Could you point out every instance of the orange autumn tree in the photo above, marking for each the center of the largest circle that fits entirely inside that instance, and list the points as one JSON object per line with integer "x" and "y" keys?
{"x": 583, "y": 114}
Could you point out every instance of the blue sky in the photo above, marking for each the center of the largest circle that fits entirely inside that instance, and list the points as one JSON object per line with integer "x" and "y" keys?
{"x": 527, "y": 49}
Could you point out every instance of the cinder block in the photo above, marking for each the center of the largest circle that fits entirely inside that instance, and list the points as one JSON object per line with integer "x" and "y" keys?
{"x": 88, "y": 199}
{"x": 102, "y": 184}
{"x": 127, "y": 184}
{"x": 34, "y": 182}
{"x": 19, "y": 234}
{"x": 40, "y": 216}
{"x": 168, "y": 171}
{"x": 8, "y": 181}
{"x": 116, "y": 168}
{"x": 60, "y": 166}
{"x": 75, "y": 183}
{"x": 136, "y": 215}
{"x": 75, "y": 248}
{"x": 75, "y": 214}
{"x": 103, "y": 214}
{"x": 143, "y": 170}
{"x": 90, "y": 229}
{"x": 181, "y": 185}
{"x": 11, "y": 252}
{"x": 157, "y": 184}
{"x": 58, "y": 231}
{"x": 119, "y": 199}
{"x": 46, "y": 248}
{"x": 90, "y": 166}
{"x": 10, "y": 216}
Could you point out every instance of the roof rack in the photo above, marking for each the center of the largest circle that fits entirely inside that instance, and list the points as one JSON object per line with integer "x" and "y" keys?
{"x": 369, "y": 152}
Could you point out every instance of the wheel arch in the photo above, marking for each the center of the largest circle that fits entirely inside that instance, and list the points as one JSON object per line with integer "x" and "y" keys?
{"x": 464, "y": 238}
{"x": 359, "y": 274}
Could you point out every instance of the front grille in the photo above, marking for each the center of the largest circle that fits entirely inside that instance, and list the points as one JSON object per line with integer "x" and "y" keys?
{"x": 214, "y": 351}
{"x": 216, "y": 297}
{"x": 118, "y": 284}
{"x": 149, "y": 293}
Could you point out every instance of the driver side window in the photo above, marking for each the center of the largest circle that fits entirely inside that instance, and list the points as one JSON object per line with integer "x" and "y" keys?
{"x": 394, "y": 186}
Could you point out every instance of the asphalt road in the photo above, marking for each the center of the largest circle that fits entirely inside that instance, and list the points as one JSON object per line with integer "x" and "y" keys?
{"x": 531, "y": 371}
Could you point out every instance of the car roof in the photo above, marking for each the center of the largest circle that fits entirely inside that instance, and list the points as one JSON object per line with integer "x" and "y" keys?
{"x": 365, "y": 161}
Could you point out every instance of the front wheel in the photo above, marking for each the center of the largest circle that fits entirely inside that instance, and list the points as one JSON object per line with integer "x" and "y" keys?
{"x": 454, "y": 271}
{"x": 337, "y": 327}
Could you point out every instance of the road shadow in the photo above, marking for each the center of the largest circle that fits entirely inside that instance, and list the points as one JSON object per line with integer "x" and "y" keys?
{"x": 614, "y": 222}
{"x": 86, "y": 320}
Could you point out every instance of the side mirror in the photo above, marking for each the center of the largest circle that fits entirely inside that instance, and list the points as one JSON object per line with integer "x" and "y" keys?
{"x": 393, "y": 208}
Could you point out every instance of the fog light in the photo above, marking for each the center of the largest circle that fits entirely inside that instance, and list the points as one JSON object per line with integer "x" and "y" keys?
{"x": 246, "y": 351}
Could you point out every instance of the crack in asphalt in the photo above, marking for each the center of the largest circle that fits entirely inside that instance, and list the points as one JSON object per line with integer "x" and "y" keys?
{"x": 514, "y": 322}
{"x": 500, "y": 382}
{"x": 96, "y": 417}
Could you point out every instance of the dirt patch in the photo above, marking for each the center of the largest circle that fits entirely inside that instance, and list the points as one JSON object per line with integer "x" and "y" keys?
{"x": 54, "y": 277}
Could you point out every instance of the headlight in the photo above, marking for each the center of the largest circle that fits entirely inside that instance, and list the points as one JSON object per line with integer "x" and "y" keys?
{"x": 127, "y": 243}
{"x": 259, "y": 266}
################
### Task instructions:
Only the lines from the one with "Could you point out every instance of the headlight" to the end of the listing are wanted. Print them exactly, keeping both ends.

### Response:
Could you point out every instance of the headlight in the photo above, marking for each the center of the largest circle that fits entirely inside that instance, and list the points as one JSON object per line with integer "x" and "y" keys?
{"x": 127, "y": 243}
{"x": 259, "y": 266}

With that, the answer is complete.